■ **Task to carry out**
Can you rewrite the entries with "white and brown dog" swapped for "brown and white dog" everywhere and everything else left unchanged? Leave the pictures out of your answer.

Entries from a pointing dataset

________________________________________

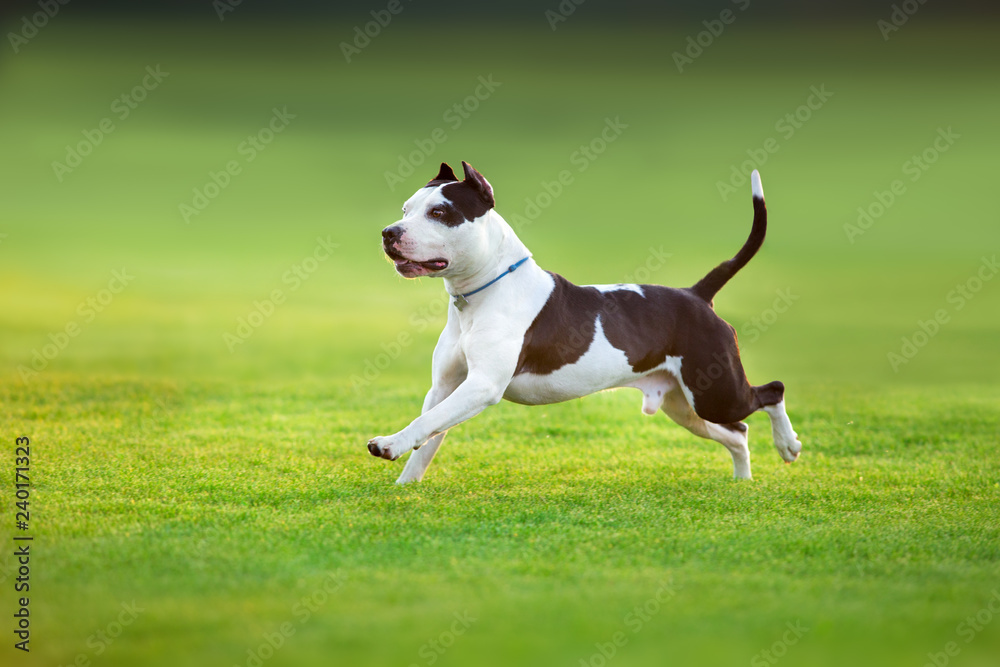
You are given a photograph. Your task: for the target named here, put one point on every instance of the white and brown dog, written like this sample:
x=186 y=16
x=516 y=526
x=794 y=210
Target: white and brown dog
x=518 y=332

________________________________________

■ **Task response**
You are given a photograph. Your task: for the target named here, put one point on every instance of the brown and white dog, written like this sample:
x=186 y=16
x=516 y=526
x=794 y=210
Target: brown and white dog
x=518 y=332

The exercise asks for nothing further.